* **Stated exercise**
Duplicate the lines below word for word, omitting the pictures from your answer.

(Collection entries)
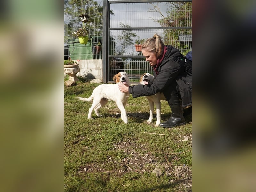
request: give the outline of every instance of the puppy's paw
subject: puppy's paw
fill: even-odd
[[[150,124],[151,124],[151,122],[152,121],[150,120],[148,120],[148,121],[147,121],[147,124],[148,125]]]

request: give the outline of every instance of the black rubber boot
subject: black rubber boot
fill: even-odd
[[[183,111],[181,105],[179,104],[169,105],[172,110],[171,117],[164,123],[161,123],[159,126],[170,128],[185,124],[186,122],[183,116]]]

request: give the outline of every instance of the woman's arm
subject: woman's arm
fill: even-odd
[[[129,90],[129,85],[127,84],[124,84],[121,83],[118,84],[118,86],[119,90],[122,93],[128,92]]]

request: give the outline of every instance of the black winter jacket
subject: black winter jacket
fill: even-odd
[[[192,105],[192,62],[171,45],[167,45],[167,52],[153,75],[153,83],[145,86],[129,87],[129,93],[134,98],[152,95],[168,89],[173,81],[179,85],[183,107]],[[158,73],[157,73],[157,72]],[[146,72],[145,71],[145,72]]]

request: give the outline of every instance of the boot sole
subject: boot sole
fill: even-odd
[[[182,125],[185,124],[186,124],[186,122],[185,122],[184,123],[179,123],[179,124],[177,124],[177,125],[174,126],[172,126],[172,127],[171,127],[170,126],[167,126],[167,125],[159,125],[159,126],[160,127],[163,127],[164,128],[171,128],[172,127],[177,127],[177,126],[179,126],[180,125]]]

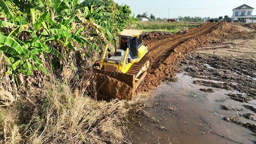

* **Result below**
request: give the outline of every instance of the puppy's paw
subject: puppy's paw
fill: even-odd
[[[150,124],[151,124],[151,122],[152,121],[150,120],[148,120],[148,121],[147,121],[147,124],[148,125]]]

request: give the outline of every instance of the black rubber boot
subject: black rubber boot
fill: even-odd
[[[183,111],[181,105],[179,104],[169,105],[172,110],[171,117],[164,123],[161,123],[159,126],[170,128],[185,124],[186,122],[183,116]]]

request: give the outline of every instance of the woman's arm
subject: woman's arm
fill: even-odd
[[[129,90],[129,85],[127,84],[124,84],[121,83],[118,84],[118,86],[119,90],[122,93],[128,92]]]

request: give the outline of every instance of the black winter jacket
subject: black winter jacket
fill: even-odd
[[[192,105],[192,62],[171,45],[167,45],[167,52],[153,75],[153,83],[145,86],[129,87],[129,93],[134,98],[152,95],[168,89],[173,81],[179,85],[183,107]],[[158,73],[157,73],[157,72]],[[146,72],[145,71],[145,72]]]

request: give the outline of every instance of the boot sole
subject: boot sole
fill: even-odd
[[[182,125],[185,124],[186,124],[186,122],[185,122],[184,123],[179,123],[179,124],[177,124],[177,125],[174,126],[172,126],[172,127],[171,127],[170,126],[167,126],[167,125],[159,125],[159,126],[160,127],[163,127],[164,128],[171,128],[172,127],[177,127],[177,126],[179,126],[180,125]]]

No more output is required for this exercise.